(Stored records)
------------------------------------------------

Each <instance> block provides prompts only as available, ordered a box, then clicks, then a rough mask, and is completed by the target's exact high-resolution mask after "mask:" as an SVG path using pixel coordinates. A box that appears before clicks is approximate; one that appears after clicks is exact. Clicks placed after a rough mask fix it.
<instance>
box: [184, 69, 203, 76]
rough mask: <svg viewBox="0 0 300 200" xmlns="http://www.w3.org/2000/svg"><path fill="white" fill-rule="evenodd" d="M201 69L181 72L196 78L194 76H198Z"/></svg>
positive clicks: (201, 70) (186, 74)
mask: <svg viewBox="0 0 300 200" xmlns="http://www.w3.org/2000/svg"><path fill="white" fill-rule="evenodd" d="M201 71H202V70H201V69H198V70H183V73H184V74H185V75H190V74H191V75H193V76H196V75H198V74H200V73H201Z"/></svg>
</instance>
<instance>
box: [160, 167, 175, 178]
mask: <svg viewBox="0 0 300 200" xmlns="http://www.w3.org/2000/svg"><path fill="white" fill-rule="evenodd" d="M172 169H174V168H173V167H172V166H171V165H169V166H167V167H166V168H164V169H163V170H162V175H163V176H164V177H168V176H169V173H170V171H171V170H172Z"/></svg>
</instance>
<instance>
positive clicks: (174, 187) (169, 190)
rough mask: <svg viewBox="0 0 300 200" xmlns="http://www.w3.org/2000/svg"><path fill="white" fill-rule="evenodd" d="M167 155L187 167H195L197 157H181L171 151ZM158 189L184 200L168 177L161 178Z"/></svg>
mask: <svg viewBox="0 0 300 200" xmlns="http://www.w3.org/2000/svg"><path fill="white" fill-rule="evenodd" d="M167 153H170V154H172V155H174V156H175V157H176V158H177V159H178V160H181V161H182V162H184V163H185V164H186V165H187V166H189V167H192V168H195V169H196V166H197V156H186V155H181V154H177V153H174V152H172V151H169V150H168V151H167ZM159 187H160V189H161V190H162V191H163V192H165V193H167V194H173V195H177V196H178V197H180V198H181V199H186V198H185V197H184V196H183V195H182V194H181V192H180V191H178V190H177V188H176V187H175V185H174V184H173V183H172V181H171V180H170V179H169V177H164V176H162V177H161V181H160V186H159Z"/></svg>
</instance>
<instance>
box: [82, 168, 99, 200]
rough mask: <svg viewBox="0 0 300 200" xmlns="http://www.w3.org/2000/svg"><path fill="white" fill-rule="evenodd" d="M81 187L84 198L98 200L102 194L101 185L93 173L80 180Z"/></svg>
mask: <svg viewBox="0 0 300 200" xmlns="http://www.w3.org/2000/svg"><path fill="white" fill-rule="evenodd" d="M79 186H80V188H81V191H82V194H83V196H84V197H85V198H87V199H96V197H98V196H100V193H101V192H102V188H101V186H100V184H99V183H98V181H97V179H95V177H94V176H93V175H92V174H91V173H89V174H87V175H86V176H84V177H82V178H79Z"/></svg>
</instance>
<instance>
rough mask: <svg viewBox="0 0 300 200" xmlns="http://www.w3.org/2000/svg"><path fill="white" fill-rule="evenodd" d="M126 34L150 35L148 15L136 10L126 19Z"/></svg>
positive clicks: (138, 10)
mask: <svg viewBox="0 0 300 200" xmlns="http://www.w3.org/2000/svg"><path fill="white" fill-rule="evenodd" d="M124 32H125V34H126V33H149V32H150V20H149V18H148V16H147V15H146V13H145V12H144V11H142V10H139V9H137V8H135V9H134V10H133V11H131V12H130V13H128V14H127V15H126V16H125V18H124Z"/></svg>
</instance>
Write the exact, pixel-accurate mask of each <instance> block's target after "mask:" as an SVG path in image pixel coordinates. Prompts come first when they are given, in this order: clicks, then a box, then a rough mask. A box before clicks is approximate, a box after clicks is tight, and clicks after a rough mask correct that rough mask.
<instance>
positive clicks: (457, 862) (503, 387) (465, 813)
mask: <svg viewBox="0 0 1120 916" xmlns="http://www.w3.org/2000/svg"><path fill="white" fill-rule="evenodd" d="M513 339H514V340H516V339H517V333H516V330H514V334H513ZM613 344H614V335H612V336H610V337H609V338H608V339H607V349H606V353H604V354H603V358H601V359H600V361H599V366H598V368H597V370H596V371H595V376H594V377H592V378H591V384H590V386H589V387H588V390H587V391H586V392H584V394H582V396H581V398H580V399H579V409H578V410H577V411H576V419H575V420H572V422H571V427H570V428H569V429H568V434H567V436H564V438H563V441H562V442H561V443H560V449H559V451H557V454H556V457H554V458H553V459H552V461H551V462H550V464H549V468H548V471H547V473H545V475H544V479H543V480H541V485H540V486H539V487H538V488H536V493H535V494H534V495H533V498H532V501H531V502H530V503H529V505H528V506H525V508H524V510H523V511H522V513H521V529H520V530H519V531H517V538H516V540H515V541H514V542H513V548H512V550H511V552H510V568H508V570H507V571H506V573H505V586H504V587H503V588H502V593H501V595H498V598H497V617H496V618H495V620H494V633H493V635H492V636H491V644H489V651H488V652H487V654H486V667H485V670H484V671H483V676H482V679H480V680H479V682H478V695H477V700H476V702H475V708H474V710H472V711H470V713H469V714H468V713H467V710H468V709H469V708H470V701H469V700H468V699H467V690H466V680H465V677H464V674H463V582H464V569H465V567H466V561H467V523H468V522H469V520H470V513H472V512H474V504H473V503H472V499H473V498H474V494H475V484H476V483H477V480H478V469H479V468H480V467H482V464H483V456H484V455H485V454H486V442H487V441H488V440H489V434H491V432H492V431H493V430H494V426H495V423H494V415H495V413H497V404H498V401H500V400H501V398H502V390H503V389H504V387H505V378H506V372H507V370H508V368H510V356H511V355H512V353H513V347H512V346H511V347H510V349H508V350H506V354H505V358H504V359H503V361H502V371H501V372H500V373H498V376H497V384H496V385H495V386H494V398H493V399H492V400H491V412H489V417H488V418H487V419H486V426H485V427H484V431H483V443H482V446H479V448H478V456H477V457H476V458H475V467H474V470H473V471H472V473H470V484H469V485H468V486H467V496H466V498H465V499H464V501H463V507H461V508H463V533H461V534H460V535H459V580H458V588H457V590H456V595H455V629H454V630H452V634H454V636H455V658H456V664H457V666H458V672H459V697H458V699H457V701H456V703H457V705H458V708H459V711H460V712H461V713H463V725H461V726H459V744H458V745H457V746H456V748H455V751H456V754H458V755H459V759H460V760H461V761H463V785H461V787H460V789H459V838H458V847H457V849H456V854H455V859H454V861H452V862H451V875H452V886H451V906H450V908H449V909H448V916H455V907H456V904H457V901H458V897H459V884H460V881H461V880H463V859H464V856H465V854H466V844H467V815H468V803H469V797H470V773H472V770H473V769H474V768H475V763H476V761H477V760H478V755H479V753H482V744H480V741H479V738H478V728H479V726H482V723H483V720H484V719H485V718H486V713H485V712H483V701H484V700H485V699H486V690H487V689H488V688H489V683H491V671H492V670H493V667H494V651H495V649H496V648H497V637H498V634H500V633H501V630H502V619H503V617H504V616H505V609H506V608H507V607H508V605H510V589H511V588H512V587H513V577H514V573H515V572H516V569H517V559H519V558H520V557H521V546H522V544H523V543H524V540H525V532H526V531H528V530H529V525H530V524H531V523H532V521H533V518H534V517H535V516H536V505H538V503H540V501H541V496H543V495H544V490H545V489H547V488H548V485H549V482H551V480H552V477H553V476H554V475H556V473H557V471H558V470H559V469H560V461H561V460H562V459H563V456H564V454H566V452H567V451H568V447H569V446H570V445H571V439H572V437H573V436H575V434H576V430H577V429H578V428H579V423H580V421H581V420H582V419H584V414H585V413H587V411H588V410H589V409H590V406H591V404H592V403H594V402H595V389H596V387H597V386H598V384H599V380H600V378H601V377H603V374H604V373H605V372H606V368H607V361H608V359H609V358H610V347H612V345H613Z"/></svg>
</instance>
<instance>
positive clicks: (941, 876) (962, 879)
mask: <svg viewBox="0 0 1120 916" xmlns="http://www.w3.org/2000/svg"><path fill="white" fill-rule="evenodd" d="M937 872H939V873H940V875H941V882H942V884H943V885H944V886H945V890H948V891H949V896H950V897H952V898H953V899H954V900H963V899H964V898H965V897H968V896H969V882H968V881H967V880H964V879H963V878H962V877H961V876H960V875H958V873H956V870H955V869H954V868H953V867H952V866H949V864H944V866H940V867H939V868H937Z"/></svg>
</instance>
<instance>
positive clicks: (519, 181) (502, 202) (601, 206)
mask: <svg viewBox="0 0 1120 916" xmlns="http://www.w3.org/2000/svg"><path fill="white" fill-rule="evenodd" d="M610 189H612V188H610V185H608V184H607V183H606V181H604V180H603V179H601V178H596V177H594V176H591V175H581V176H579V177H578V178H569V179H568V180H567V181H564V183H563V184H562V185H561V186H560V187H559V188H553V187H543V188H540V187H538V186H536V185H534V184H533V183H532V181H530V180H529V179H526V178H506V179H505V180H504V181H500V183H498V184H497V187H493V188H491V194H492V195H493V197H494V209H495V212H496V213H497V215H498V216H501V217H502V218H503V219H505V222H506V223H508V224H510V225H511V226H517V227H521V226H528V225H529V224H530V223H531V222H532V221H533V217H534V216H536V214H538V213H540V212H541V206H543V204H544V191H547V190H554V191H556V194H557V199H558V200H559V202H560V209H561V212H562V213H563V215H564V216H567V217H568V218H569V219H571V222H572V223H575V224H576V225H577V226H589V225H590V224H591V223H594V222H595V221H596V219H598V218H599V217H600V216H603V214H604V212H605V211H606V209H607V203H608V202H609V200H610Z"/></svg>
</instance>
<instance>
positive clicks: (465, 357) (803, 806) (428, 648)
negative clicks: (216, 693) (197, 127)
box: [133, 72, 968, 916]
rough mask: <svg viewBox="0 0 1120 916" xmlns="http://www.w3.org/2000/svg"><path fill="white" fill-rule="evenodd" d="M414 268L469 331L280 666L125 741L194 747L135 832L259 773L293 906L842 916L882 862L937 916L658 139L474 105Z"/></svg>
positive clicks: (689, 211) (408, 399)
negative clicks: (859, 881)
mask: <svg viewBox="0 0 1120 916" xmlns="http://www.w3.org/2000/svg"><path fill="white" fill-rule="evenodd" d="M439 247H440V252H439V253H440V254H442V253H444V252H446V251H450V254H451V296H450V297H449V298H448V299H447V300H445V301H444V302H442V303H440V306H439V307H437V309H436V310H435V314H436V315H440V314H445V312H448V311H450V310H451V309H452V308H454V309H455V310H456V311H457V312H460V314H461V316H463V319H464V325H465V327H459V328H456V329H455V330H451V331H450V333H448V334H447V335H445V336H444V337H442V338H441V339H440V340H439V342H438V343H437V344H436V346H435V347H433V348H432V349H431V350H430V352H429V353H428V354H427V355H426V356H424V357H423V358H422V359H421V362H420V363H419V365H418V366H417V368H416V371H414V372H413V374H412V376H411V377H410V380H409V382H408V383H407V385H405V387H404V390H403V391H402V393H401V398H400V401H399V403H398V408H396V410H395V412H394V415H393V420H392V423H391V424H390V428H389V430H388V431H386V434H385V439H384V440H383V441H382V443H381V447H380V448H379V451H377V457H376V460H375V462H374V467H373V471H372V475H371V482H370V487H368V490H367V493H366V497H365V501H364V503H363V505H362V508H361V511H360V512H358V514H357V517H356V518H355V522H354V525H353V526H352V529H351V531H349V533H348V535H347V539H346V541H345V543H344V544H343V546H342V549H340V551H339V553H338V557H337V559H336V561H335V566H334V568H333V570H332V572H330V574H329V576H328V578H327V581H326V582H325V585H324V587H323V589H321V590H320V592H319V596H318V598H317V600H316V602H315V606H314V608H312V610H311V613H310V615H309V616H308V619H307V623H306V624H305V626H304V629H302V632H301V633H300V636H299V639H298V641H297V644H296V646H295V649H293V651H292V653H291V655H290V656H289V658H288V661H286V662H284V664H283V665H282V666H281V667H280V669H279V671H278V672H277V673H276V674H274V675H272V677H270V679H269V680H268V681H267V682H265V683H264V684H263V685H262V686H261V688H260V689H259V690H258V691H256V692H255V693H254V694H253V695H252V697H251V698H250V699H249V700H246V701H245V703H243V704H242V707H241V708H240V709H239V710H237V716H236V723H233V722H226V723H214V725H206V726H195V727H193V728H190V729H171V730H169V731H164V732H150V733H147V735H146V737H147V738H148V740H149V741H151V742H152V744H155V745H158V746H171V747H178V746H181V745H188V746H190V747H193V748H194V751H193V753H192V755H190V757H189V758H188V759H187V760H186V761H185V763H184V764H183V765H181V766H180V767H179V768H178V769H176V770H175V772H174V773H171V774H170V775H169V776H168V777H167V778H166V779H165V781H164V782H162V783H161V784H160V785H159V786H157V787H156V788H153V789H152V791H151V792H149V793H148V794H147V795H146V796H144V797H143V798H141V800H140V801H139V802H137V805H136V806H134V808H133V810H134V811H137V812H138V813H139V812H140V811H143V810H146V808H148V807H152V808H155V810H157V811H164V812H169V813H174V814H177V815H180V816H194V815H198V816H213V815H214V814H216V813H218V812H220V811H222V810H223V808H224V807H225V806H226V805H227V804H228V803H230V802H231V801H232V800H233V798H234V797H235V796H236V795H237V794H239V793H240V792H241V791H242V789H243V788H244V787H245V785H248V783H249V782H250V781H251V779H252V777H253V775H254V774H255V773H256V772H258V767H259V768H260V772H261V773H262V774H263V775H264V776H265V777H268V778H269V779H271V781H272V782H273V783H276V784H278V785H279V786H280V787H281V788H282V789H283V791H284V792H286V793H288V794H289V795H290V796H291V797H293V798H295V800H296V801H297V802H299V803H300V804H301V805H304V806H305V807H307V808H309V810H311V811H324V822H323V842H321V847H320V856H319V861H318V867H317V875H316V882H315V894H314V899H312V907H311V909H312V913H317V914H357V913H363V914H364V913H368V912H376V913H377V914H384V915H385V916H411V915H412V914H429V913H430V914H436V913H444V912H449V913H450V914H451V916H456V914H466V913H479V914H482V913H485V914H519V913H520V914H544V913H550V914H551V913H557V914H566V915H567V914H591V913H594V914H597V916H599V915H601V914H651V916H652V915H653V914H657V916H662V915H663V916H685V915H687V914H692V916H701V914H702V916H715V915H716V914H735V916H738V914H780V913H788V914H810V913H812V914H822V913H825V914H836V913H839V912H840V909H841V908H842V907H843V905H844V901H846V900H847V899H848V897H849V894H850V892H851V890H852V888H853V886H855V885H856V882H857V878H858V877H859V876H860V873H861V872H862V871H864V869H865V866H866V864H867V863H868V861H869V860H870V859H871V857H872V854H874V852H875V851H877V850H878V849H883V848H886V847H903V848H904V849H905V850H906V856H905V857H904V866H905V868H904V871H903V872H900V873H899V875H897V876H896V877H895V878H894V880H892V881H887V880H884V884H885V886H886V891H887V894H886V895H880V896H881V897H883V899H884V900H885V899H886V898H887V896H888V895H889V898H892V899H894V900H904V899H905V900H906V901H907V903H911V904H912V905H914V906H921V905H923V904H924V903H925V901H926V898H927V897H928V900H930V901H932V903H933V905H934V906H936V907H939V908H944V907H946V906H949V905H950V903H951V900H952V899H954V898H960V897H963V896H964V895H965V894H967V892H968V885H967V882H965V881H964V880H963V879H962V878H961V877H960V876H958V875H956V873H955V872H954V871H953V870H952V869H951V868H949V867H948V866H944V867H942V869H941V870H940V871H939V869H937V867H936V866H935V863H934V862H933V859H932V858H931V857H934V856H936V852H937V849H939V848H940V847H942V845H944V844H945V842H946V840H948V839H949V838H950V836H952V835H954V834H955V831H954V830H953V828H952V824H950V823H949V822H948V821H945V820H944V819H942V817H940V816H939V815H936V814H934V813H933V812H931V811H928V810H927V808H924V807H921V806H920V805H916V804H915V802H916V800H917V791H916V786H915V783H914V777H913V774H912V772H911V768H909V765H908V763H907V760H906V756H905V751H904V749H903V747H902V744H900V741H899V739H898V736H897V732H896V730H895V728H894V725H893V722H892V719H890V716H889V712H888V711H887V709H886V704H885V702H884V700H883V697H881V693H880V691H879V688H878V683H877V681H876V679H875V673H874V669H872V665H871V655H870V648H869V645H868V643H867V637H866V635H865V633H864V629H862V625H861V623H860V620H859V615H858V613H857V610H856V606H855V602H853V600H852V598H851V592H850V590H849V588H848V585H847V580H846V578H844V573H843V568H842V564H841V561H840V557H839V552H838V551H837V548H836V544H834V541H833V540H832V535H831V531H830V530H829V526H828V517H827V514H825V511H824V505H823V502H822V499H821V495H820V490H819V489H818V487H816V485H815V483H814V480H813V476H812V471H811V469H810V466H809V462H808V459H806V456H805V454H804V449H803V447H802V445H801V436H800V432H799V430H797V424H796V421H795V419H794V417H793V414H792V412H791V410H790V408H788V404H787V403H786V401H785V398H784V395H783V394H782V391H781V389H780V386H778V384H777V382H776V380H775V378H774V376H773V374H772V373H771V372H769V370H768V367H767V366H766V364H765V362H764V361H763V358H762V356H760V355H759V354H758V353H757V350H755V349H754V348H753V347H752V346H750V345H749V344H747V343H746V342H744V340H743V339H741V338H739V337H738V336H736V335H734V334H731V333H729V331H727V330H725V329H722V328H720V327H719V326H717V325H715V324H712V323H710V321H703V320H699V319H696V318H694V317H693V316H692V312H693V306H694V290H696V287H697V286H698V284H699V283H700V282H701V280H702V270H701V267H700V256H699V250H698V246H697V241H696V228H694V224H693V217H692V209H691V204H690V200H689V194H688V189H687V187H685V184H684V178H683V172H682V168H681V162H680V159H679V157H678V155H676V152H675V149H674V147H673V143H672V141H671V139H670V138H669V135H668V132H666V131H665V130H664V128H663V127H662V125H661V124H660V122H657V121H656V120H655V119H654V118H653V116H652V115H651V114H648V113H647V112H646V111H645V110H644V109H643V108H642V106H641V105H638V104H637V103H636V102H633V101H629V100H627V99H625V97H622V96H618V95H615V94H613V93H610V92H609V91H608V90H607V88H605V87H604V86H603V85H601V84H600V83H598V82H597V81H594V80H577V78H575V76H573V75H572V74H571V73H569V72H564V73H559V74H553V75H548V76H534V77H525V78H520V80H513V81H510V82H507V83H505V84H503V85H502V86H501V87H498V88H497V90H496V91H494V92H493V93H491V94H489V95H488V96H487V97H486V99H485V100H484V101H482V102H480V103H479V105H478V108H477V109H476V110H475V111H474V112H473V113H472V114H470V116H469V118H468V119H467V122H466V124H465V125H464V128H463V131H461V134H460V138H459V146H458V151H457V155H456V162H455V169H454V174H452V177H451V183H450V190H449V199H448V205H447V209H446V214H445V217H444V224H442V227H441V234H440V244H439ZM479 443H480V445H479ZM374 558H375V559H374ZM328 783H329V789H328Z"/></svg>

------------------------------------------------

EXERCISE OBJECTIVE: List each line in the records above that contains the string "positive".

ANSWER BELOW:
positive clicks: (201, 70) (186, 74)
positive clicks: (174, 187) (169, 190)
positive clicks: (138, 10)
positive clicks: (457, 862) (503, 387) (465, 813)
positive clicks: (941, 876) (962, 879)
positive clicks: (519, 181) (502, 202) (601, 206)
positive clicks: (465, 357) (803, 806) (428, 648)
positive clicks: (689, 211) (408, 399)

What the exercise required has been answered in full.